[Point localization data]

========

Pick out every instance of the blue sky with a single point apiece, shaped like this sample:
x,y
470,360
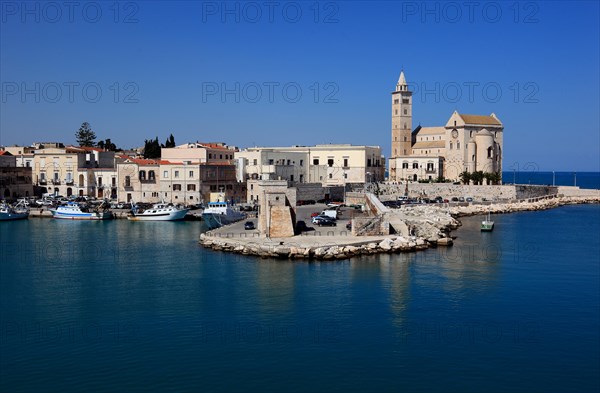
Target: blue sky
x,y
258,73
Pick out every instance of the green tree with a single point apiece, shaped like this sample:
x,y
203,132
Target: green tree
x,y
151,148
85,136
170,142
465,177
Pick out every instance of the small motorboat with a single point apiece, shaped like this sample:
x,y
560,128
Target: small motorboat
x,y
17,212
487,225
158,212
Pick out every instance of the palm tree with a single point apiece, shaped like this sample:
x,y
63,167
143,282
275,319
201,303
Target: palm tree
x,y
465,177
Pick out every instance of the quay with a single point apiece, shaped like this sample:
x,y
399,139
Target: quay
x,y
416,227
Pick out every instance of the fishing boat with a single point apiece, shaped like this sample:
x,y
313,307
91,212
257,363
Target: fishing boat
x,y
487,225
218,214
158,212
17,212
76,211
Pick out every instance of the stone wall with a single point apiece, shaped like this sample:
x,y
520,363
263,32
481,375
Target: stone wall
x,y
448,191
316,191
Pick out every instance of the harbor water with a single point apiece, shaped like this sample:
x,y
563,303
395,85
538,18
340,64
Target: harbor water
x,y
140,306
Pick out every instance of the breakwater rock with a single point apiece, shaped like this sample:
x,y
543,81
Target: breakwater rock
x,y
303,248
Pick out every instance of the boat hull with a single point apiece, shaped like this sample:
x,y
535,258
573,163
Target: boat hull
x,y
169,216
213,220
13,216
81,216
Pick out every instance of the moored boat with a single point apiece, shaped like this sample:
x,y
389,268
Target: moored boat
x,y
487,225
218,214
76,211
17,212
158,212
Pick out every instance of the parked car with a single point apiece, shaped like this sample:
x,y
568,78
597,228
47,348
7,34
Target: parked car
x,y
324,221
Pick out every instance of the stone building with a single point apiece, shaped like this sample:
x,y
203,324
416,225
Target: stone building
x,y
465,143
332,164
14,181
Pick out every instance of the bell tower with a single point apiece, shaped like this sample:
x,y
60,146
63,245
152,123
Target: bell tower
x,y
401,118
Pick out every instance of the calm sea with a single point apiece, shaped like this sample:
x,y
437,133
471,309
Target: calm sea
x,y
529,175
122,306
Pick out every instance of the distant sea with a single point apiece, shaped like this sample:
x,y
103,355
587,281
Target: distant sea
x,y
581,179
140,306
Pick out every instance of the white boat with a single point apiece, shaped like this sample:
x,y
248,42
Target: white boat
x,y
218,214
75,211
158,212
487,225
17,212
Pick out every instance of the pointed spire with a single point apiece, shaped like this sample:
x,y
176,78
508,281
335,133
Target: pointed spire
x,y
402,79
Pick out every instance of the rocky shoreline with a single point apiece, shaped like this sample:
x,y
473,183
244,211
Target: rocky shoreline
x,y
430,224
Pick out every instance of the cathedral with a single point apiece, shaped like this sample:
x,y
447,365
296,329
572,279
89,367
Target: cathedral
x,y
466,143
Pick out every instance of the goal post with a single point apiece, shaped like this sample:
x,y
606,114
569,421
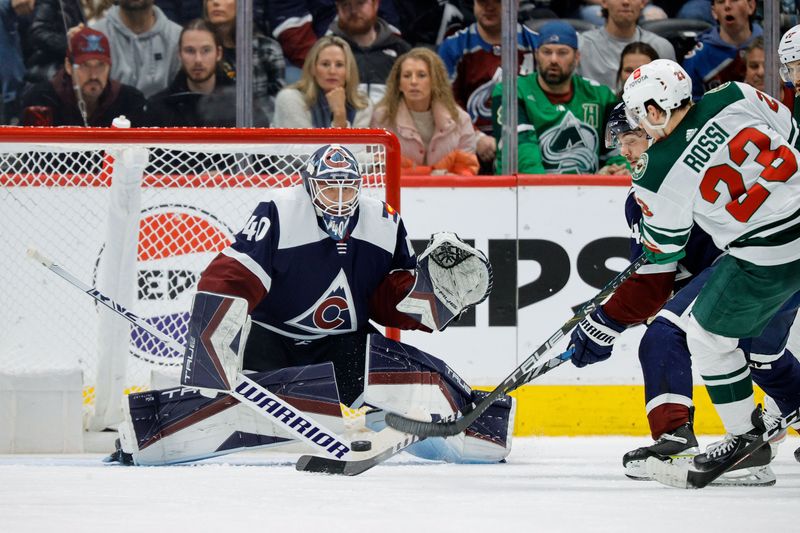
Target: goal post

========

# What you are asked to do
The copy you write must hold every record verbatim and none of the pictures.

# Solution to this problem
Pick out every instance of the blue sky with a single point apiece, shaped like this sample:
x,y
470,360
Target: blue sky
x,y
258,73
Pick out every instance of the green tree with a single point apiece, shaped like this sample:
x,y
203,132
Target: green tree
x,y
151,148
85,136
170,142
465,177
Pick out every instance of the small motorboat with a single point apiece, shaped like this sample:
x,y
560,128
Target: small motorboat
x,y
17,212
487,225
158,212
Pick out every instance of the palm tree with a single point apiece, shaped like this sample:
x,y
63,167
143,282
275,319
201,303
Target: palm tree
x,y
465,177
Pick out every instance of the quay with a single point apiece, shaped like this sample:
x,y
399,139
Target: quay
x,y
416,227
Pick out every instance of the fishing boat with a single point apiece, shaped like this sample:
x,y
313,307
91,212
257,363
Target: fishing boat
x,y
487,225
218,214
158,212
17,212
76,211
Pick out every instance of the stone wall with a single point apiece, shaped like this sample:
x,y
520,363
263,32
481,375
Target: stone wall
x,y
448,191
316,191
Pick out every instance of the harbor water with a single point apiece, shaped like this sample:
x,y
563,303
395,85
538,18
340,64
Target: harbor water
x,y
140,306
Pick out every instance of the breakwater rock with a single point apiece, shaped like this sample:
x,y
543,81
Target: breakwater rock
x,y
303,248
Pick out every instance of the boat hull with a single point apiece, shaped like this sample:
x,y
535,258
573,163
Target: boat hull
x,y
169,216
213,220
13,216
81,216
Pick out every instance of the moored boat with a single point apiece, shaped like this sample:
x,y
389,268
Target: moored boat
x,y
487,225
218,214
76,211
17,212
158,212
Pick out every instance of the parked car with a single point apiece, shaped like this sample:
x,y
568,78
597,228
47,348
7,34
Target: parked car
x,y
324,221
Pick out every instance of the stone building with a single point apiece, shaped like this sample:
x,y
203,324
416,225
Target: stone building
x,y
465,143
332,164
14,181
Pick out every instance of the bell tower with a single point apiece, shaped like this sample:
x,y
60,146
63,245
152,123
Target: bell tower
x,y
401,118
Pick out every instance of the calm sea with a single point apiece, shaped like this sample:
x,y
437,133
471,309
Target: calm sea
x,y
529,175
122,306
Pick out every instance of the distant sea with a single point apiece, shaped like this sample:
x,y
103,355
587,281
Target: distant sea
x,y
581,179
140,306
Pick out every instance of the white boat with a single point apiece, shaped like this sample:
x,y
248,42
Target: white boat
x,y
218,214
75,211
158,212
487,225
17,212
Pick out every instance of the pointed spire with a single point apiece, shaped like this sample:
x,y
176,78
508,281
335,133
Target: pointed spire
x,y
402,79
Pick out every instance of the rocky shoreline with a single point apiece, shaped like this sample:
x,y
473,183
244,211
Target: rocky shoreline
x,y
430,224
Pick out every instance of the cathedral with a single point apiece, shaped like this sample:
x,y
447,365
296,329
572,279
89,367
Target: cathedral
x,y
466,143
Pick out every instance of the goal post with a single point apiece, shaped like this sample:
x,y
606,114
569,421
Target: goal post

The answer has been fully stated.